DOCUMENT EXTRACT start

I am delighted to hear this: these are opinions that I entirely concur with. Russia is a country that I am very familiar with. I have been doing business there for over 13 years and owned more than 40 magazines in the country. Over the years, I have been amazed at the changes that have taken place. There have been great strides forward -- in democracy, domestic government, increasing economic prosperity, and in Russia's role in foreign affairs.

Of course, no country has an entirely unblemished history, nor does any nation possess a spotless record with its domestic government. However, focusing on the negative only reinforces those ideas and patterns of behavior. To encourage the positive trends within Russia, the international community (and, of course, we the media have a role to play here as well) must acknowledge and reward the progress made so far.

We in the West often rely on old habits of thinking and old ideas about Russia. It is common in human nature to fall back reflexively to the most comfortable position, and it is sometimes difficult to adapt to change. In international relations, that means we do not always make the most impartial judgment. It is for that reason that we have international law upheld by the International Court of Justice and the International Criminal Court. Relying on their judgments is the surest way to ensure fairness and justice in foreign affairs.

DOCUMENT EXTRACT end
INFORMATION GIVEN start

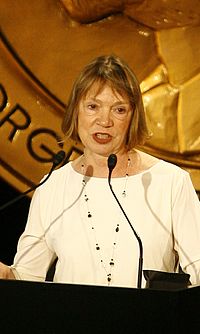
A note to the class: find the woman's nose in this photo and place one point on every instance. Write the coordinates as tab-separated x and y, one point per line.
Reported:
104	118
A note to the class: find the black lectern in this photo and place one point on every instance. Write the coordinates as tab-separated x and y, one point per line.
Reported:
31	307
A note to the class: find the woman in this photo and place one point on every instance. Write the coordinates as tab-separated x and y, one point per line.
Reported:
75	217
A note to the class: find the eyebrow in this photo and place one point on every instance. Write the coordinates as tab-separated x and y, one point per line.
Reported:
97	100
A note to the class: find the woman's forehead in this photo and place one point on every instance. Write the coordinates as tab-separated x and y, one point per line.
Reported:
98	87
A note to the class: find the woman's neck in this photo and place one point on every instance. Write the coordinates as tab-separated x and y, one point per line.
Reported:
97	166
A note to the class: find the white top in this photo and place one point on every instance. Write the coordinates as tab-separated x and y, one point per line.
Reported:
160	202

INFORMATION GIVEN end

◆ STATED PROBLEM 1 ◆
In the passage about Russia, begin at the words "I am delighted" and stop after "role in foreign affairs.", substituting "newspapers" for "magazines".
◆ STATED PROBLEM 2 ◆
List the areas in which the passage about Russia says the country has made great strides forward.
◆ STATED PROBLEM 3 ◆
Condense the paragraph of the passage about Russia that begins "We in the West" into a shorter version that keeps its main facts.

◆ FULL ANSWER 1 ◆
I am delighted to hear this: these are opinions that I entirely concur with. Russia is a country that I am very familiar with. I have been doing business there for over 13 years and owned more than 40 newspapers in the country. Over the years, I have been amazed at the changes that have taken place. There have been great strides forward -- in democracy, domestic government, increasing economic prosperity, and in Russia's role in foreign affairs.

◆ FULL ANSWER 2 ◆
- democracy
- domestic government
- increasing economic prosperity
- Russia's role in foreign affairs

◆ FULL ANSWER 3 ◆
The West often relies on old habits of thinking about Russia, because people tend to fall back on comfortable positions and find change hard to adapt to. In international relations, this means judgments are not always impartial. That is why international law is upheld by the International Court of Justice and the International Criminal Court, and relying on their judgments is the surest way to ensure fairness and justice in foreign affairs.